# RECORDS TO USE:
_ _ _ _ _

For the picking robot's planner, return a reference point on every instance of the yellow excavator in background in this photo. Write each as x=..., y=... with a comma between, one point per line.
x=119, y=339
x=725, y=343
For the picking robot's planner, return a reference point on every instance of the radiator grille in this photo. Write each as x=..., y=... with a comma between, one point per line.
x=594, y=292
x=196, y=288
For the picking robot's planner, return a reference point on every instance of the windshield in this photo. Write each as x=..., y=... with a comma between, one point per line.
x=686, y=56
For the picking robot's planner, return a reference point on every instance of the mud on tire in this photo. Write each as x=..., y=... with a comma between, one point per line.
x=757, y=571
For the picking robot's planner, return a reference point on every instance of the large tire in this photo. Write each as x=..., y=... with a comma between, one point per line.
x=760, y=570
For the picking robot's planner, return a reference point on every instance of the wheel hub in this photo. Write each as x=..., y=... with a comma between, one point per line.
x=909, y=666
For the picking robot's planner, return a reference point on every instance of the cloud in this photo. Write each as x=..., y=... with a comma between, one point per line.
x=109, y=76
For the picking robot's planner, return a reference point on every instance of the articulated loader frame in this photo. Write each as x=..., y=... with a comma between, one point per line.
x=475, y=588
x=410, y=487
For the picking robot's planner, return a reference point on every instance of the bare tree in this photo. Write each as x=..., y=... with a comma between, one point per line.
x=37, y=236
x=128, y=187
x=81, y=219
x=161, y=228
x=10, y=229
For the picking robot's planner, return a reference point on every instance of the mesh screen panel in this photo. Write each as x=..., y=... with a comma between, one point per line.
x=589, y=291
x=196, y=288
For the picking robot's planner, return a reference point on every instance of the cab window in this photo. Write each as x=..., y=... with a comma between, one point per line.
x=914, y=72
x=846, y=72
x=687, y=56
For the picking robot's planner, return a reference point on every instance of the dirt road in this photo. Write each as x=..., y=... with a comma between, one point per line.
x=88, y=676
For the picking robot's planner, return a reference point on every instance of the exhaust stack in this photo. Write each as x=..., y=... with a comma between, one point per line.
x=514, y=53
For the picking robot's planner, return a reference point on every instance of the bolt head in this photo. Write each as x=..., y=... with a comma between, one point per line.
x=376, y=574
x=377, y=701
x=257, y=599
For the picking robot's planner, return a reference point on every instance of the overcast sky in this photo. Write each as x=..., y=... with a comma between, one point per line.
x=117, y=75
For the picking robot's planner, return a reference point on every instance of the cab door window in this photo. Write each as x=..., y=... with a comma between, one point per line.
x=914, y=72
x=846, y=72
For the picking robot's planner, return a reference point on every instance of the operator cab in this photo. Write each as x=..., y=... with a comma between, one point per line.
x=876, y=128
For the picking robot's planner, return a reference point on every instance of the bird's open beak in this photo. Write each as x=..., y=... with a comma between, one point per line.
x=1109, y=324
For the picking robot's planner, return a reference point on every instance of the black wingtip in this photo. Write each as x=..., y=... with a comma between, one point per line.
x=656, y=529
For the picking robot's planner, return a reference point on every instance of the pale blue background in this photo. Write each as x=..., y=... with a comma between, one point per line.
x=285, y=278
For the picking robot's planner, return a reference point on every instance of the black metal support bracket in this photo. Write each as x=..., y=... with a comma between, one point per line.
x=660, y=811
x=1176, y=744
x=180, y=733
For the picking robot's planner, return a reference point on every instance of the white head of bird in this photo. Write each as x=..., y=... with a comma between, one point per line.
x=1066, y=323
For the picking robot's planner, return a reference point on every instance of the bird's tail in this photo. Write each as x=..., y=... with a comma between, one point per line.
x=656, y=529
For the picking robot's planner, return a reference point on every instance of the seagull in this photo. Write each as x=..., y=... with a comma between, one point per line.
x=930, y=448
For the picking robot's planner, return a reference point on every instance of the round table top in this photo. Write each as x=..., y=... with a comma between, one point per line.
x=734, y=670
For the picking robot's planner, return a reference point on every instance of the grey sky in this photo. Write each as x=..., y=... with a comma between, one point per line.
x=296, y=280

_ _ _ _ _

Lay out the whole listing above as a two-column CSV with the header input,output. Give one row for each input: its text in the input column and its matching output in the output column, each in a single quoted field with any line breaks replaced by spaces.

input,output
"For the picking robot's planner, return a reference point on every instance of the yellow excavator in background in this photo. Write each as x=..., y=... with a comma between, one point per line.","x=119, y=339 x=725, y=343"
"For the picking robot's planner, return a reference point on every instance of the radiator grille in this photo. Write each as x=..., y=... with a comma between, one point per line.","x=594, y=292 x=196, y=288"
"For the picking robot's planner, return a reference point on every instance of the windshield in this photo. Write each as x=..., y=... with a comma between, one point per line.","x=686, y=56"
"For the picking robot's planner, return a reference point on every instance of the mud on tire in this photo. Write each as x=..., y=... with a comma between, one point per line.","x=757, y=571"
"For the picking robot's planner, return a reference point on every instance of the large tire in this photo. Write each as x=..., y=... with a comma between, one point per line.","x=760, y=570"
"For the picking robot's planner, return a reference point on every instance of the wheel hub in this photo. Write each as x=..., y=... with a comma between, one point per line.","x=909, y=666"
"For the picking robot's planner, return a reference point on every instance of the cloud in this photo. Write each as x=..., y=... with a comma between, one point per line.","x=109, y=76"
"For the picking robot's planner, return a reference point on every instance of the articulated loader frame in this photo. Write each as x=..., y=... with a comma between, one point per line.","x=475, y=588 x=410, y=487"
"For the picking robot's planner, return a reference point on every instance of the bare tree in this photo. Write each as x=..., y=... with a comma between, one point per line.","x=37, y=236 x=128, y=187 x=81, y=219 x=161, y=228 x=10, y=229"
"For the picking robot's planner, return a reference point on every instance of the mesh screen panel in this photo. Write each as x=..., y=... with a comma between, one point per line.","x=589, y=291 x=196, y=288"
"For the picking robot's planner, return a reference point on every instance of the cab window in this photo. Write each as x=..., y=... with a comma between, one point per line.","x=914, y=72 x=846, y=72 x=687, y=56"
"For the picking robot's planner, return a reference point on every instance of the dirt road in this photo. Write each as x=..., y=... with a comma between, one point per line.","x=88, y=676"
"For the picking robot's planner, return a reference point on every instance of the exhaust stack in this photo. Write each as x=..., y=... with a comma between, one point per line.","x=514, y=53"
"For the picking robot's planner, return a reference point on every instance of the bolt head in this photo. Write each as x=..., y=... with a comma between, one point per line.","x=376, y=574 x=377, y=701 x=257, y=599"
"For the picking robot's planner, return a reference point on every instance of the overcast sky in this photo. Write each as x=..., y=... with a comma between, one point per line.","x=117, y=75"
"For the picking robot's planner, return a reference point on every instance of the cab door window in this photo. Write each as x=..., y=... with a comma between, one point per line.","x=914, y=72 x=846, y=72"
"For the picking robot's planner, return a reference point on every instance of the operator cab in this photo. Write each as x=..., y=... with a comma between, one point per line.","x=876, y=128"
"For the picking robot's planner, return a reference point on every instance of the bird's open beak in this photo. Write each as x=..., y=... with a comma between, one point per line.","x=1109, y=324"
"For the picking robot's planner, return a reference point on every instance of the black wingtip in this photo. Write each as x=..., y=... with a comma between, one point per line.","x=656, y=529"
"For the picking robot's planner, return a reference point on every instance of the pale blue background in this photo. Write each as x=..., y=... with a comma between, one point per line.","x=285, y=278"
"For the picking robot's planner, return a reference point on every instance of the black metal support bracket in this photo. Write each as x=..., y=... with a comma between, one point per line.","x=660, y=811 x=1176, y=744 x=180, y=733"
"For the picking robot's planner, return a reference point on every instance of the white head of bird in this photo. Write each as x=..., y=... with a comma between, one point per line.","x=1066, y=323"
"For the picking robot's planner, return a reference point on every instance of the bird's tail in this photo. Write each as x=..., y=... with a comma between, one point per line.","x=656, y=529"
"For the picking robot's planner, return a reference point on every instance of the seagull in this photo. Write each as x=..., y=... with a comma between, one point per line.","x=930, y=448"
"For the picking robot's planner, return a reference point on every instance of the round table top in this photo. Write each as x=..., y=... with a comma between, one point per line.","x=734, y=670"
"For the picking robot's planner, return a reference point on every instance of the grey sky in this photo. Write each as x=..., y=... with a comma between, one point per line.","x=296, y=280"